Written problem
Update the items from their start through the line containing "699 133 L 703" by changing "parked car" to "stationary vehicle". Leave all else unchanged, and output only those lines.

Excerpt from a dataset
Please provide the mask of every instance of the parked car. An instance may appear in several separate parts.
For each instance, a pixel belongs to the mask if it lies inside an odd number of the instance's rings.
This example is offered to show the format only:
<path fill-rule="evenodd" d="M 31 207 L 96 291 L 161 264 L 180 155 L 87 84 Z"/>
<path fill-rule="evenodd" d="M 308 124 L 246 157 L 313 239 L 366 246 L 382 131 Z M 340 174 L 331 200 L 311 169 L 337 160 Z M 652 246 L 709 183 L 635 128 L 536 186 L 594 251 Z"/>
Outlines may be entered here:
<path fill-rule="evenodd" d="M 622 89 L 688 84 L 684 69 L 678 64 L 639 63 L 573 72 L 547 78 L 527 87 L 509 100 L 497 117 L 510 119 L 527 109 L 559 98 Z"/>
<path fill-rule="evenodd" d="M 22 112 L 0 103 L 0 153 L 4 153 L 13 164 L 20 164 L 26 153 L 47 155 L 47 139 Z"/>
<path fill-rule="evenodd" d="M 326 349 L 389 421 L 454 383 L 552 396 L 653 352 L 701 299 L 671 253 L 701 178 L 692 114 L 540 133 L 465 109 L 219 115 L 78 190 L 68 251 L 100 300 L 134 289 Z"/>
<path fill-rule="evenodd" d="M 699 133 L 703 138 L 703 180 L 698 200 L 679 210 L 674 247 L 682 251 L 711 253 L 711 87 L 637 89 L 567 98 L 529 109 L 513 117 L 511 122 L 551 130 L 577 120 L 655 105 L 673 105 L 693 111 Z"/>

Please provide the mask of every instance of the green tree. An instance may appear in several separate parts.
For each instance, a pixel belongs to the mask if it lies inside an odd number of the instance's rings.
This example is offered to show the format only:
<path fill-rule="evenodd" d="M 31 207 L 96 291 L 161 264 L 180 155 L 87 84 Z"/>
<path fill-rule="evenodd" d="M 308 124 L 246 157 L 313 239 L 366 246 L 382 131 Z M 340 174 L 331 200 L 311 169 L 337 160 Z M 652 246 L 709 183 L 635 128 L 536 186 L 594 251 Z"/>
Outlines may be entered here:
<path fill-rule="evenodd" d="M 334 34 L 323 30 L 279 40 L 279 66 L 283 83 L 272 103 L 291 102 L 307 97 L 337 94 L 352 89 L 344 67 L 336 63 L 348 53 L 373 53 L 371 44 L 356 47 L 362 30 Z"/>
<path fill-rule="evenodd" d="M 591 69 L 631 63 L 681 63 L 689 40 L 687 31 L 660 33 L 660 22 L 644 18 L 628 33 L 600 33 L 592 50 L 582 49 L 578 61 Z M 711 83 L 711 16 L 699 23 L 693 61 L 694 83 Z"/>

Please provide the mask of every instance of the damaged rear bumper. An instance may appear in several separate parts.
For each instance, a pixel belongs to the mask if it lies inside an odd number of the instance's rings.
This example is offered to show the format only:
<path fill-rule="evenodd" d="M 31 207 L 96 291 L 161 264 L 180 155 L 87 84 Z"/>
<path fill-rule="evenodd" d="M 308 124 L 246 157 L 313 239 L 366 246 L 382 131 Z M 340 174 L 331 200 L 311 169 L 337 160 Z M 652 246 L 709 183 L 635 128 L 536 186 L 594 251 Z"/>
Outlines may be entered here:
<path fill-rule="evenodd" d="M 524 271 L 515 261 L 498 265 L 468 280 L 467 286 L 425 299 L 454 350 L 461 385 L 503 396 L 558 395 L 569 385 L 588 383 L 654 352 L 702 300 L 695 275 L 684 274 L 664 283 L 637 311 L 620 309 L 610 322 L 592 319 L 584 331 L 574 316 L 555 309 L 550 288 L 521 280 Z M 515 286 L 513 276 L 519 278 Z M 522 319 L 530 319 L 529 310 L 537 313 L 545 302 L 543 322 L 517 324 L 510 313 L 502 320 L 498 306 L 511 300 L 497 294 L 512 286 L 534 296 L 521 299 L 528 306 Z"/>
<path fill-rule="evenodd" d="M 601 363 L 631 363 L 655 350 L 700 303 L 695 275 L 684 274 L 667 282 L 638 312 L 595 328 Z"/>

Answer to this problem
Please provide the mask of every instance of the stationary vehicle. An instance may appear in several separate parts.
For each instance, a pixel belongs to the mask if it lies inside an odd number of the instance's rings.
This example is offered to show the format only:
<path fill-rule="evenodd" d="M 31 207 L 96 291 L 161 264 L 180 155 L 87 84 Z"/>
<path fill-rule="evenodd" d="M 308 124 L 246 157 L 313 239 L 366 246 L 382 131 Z M 340 174 L 331 200 L 311 169 L 337 160 Z M 652 246 L 709 183 L 635 128 L 536 186 L 594 251 Z"/>
Outlines may be entered here:
<path fill-rule="evenodd" d="M 622 89 L 688 84 L 684 69 L 678 64 L 639 63 L 573 72 L 547 78 L 527 87 L 509 100 L 497 117 L 510 119 L 527 109 L 559 98 Z"/>
<path fill-rule="evenodd" d="M 22 112 L 0 103 L 0 153 L 4 153 L 13 164 L 20 164 L 26 153 L 47 155 L 47 139 Z"/>
<path fill-rule="evenodd" d="M 326 349 L 389 421 L 454 383 L 552 396 L 653 352 L 701 299 L 671 253 L 701 178 L 692 114 L 540 133 L 465 109 L 219 115 L 78 190 L 68 251 L 100 300 L 134 289 Z"/>
<path fill-rule="evenodd" d="M 699 133 L 703 138 L 703 180 L 698 200 L 679 210 L 674 247 L 682 251 L 711 253 L 711 87 L 637 89 L 567 98 L 529 109 L 513 117 L 511 122 L 551 130 L 577 120 L 655 105 L 673 105 L 693 111 Z"/>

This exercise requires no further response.